___ SELECTED TEXT
Thursday, July 06, 2006

A READER REQUEST: MORE WORM PICTURES

Anonymous asked to see more Worm drawings and here they are. The top one is a sketch that I did and which was beautifully cleaned up by Tuck Tucker. In the film the scene got some nifty animation by Bob Jaques and Kelly Armstrong. The freckles peeling off is an idea I got from Clampett. It makes for a good drawing but it slowed down the action so I had to cut frames.

The big hole in Sally's arm is her armpit. I realized I drew it too high and I meant to change it but there was no time.

Here's (above) another inbetween from Glenn Kennedy's animation of the Worm addressing the audience. The dialogue in this scene is something like "What are you looking at? Look at yourselves why don't you? It is unto yourselves you should be looking!" John K pioneered this kind of over-the-top, Baroque dialogue and I'm always amazed to see how well it integrates with the more normal dialogue in his films.


I don't have more Worm drawings at hand so I'll throw in a model that I did for another project of ghosts who chase people around a haunted mansion in airplanes. Sometimes the planes fly and sometimes they walk.

NEWS BULLETIN: If you haven't heard, YouTube has yielded to a demand by Warners to delete it's copy of "Buckaroo Bugs." I assume that Warners was responding to the use of clips from that film on John K's blog. This is a bad precedent.

The clips made it possible to discuss animation that everyone has just seen. No book could do that. They made possible to talk about animation on a deeper and more intelligent level than has ever been possible before. We need to be able to run these low-res clips! I'm going to write to Warners and I hope everyone reading this will do the same. Warners' addresses can be had at John's blog, "all kinds of stuff."

Wednesday, July 05, 2006

SOME INTERESTING PICTURES

A few days ago John K took this picture of me, Jack Black and Kyle Gass (Jack & Kyle =Tenacious D.). It's a terrific picture and I'm really glad to have it but I'll never be able to look at it without wincing. I was supposed to reciprocate by taking John's picture with Jack and Kyle and I goofed it. We didn't find out till it was too late to take another one. Sorrrryyyyyyy!
______
___ THE DATA
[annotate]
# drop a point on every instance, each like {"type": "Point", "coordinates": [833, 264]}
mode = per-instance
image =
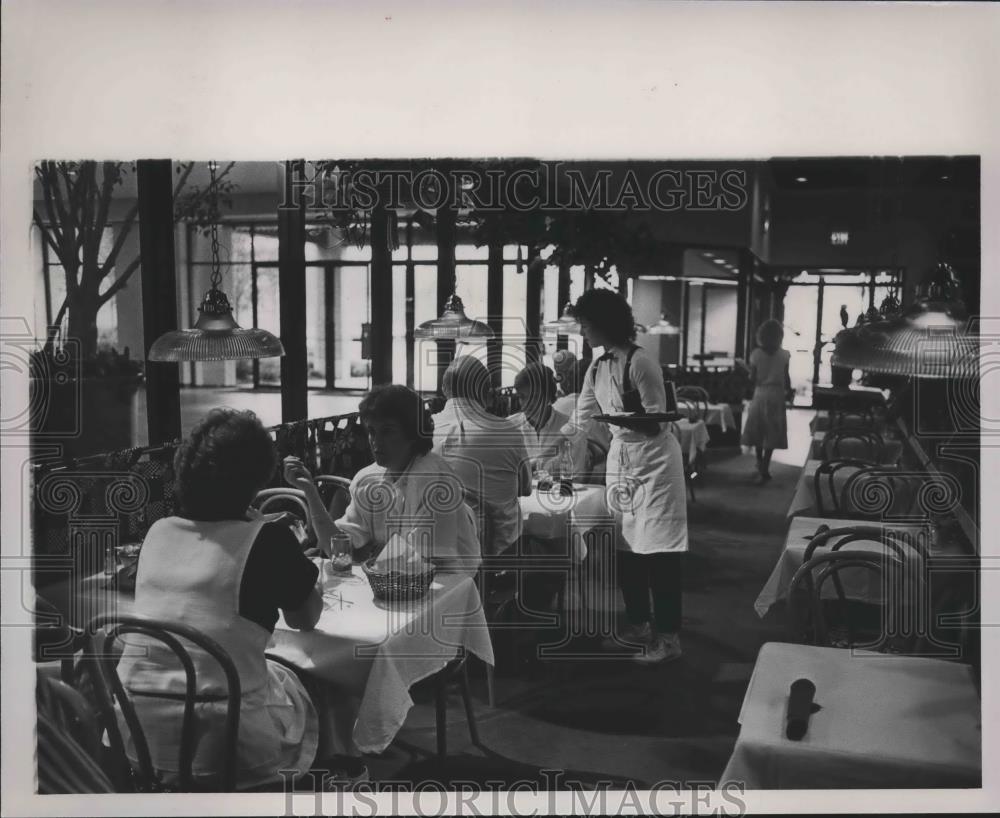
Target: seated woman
{"type": "Point", "coordinates": [569, 375]}
{"type": "Point", "coordinates": [487, 453]}
{"type": "Point", "coordinates": [545, 430]}
{"type": "Point", "coordinates": [408, 490]}
{"type": "Point", "coordinates": [213, 568]}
______
_WHAT IS BEING ASKED_
List every person the blog entries credit with cleaning up or animating Worm drawings, and give each one's contribution. The data above was drawn from a separate source unrelated to the blog entries.

_EXERCISE OUTPUT_
- Tuck Tucker: cleaned up the top sketch
- Bob Jaques: animated that scene in the film
- Kelly Armstrong: animated that scene in the film
- Glenn Kennedy: animated the Worm addressing the audience